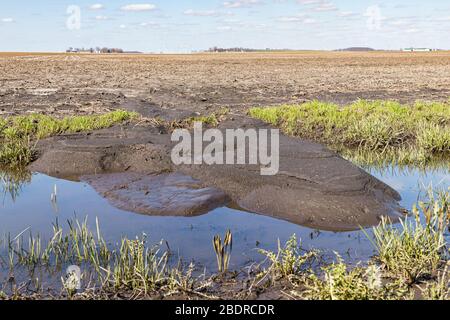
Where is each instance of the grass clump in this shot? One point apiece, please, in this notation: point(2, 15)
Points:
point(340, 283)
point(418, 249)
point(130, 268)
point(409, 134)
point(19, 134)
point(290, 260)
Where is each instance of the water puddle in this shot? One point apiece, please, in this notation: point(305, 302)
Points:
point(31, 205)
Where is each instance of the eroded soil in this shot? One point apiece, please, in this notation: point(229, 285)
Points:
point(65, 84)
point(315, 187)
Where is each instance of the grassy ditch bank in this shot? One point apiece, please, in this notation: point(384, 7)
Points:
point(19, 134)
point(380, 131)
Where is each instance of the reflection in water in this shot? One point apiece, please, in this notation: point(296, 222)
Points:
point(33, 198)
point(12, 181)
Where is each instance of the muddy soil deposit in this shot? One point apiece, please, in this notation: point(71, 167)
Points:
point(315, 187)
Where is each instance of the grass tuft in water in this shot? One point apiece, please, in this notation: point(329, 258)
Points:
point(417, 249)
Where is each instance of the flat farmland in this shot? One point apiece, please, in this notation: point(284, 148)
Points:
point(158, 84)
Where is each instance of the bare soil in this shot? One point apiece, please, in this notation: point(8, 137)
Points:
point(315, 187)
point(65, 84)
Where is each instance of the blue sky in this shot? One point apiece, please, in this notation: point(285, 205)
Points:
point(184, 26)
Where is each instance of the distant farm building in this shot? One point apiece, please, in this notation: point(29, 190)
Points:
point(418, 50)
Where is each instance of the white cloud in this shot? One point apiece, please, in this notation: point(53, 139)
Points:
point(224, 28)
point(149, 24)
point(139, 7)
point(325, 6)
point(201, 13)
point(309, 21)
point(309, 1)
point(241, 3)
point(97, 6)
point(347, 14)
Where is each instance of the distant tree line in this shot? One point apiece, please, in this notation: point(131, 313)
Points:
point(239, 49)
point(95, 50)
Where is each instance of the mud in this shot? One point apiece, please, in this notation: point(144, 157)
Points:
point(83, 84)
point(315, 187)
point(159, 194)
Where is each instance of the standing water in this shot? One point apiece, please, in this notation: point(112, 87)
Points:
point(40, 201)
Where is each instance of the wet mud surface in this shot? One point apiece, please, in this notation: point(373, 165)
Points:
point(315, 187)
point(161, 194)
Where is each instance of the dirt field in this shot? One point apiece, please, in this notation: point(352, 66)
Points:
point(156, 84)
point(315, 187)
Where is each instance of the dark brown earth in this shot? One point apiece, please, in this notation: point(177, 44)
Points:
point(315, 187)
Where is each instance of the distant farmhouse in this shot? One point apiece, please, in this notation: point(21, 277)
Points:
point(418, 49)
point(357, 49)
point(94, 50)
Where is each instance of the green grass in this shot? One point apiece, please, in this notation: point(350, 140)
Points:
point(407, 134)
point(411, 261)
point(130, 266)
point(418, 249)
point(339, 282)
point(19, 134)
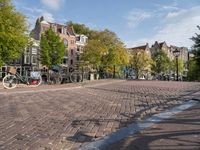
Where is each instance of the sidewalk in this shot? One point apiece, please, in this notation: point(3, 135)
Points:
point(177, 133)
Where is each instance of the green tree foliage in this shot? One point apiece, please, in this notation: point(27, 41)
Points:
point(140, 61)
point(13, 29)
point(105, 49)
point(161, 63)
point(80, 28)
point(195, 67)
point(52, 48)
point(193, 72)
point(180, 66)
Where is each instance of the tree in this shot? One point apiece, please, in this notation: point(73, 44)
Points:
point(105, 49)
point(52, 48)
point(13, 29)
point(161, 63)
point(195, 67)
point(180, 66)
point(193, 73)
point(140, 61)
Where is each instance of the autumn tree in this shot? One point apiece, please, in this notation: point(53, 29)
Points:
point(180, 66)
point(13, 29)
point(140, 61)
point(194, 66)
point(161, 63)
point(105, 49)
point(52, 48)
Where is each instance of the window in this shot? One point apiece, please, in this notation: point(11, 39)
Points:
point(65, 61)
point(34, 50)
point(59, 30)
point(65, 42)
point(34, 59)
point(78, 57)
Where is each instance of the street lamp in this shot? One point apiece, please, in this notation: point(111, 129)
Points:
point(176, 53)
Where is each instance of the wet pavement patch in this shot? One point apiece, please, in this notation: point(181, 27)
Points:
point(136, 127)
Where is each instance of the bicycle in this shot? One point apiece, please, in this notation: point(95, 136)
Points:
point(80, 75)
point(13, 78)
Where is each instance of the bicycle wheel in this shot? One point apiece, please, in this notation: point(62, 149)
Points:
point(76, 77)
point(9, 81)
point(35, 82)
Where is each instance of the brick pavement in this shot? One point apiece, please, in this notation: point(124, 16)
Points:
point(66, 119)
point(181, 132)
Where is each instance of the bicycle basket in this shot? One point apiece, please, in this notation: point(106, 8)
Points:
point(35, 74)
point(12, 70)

* * * * * * * * *

**WHAT THE EXERCISE ASKS**
Give back exactly the lines running from the line containing "Where is each instance of the street" through the end of the material above, both included, and nothing beyond them.

**OUTPUT FOR THIS TASK**
Where is each instance of the street lamp in this shot? One point apiece, please, in this notation: point(111, 129)
Points:
point(176, 53)
Where is each instance of the wet pavement patch in this shot? One point apiece, please, in this notation: point(181, 27)
Points:
point(136, 127)
Where is each instance of the bicycle in this shot? One point apiece, please, in this notation: point(95, 136)
Points:
point(80, 75)
point(13, 78)
Where is each instance of the bicycle wheel in this shot? One point apiece, please, in this notation: point(62, 149)
Points:
point(76, 77)
point(9, 81)
point(35, 82)
Where is each instance of the brick pavement in this shot? One point apiece, please, in this notation: point(124, 16)
Points:
point(66, 119)
point(181, 132)
Where is each instance of the bicycle basket in this shot? One point apiece, please, in this notation: point(106, 8)
Points:
point(35, 74)
point(12, 70)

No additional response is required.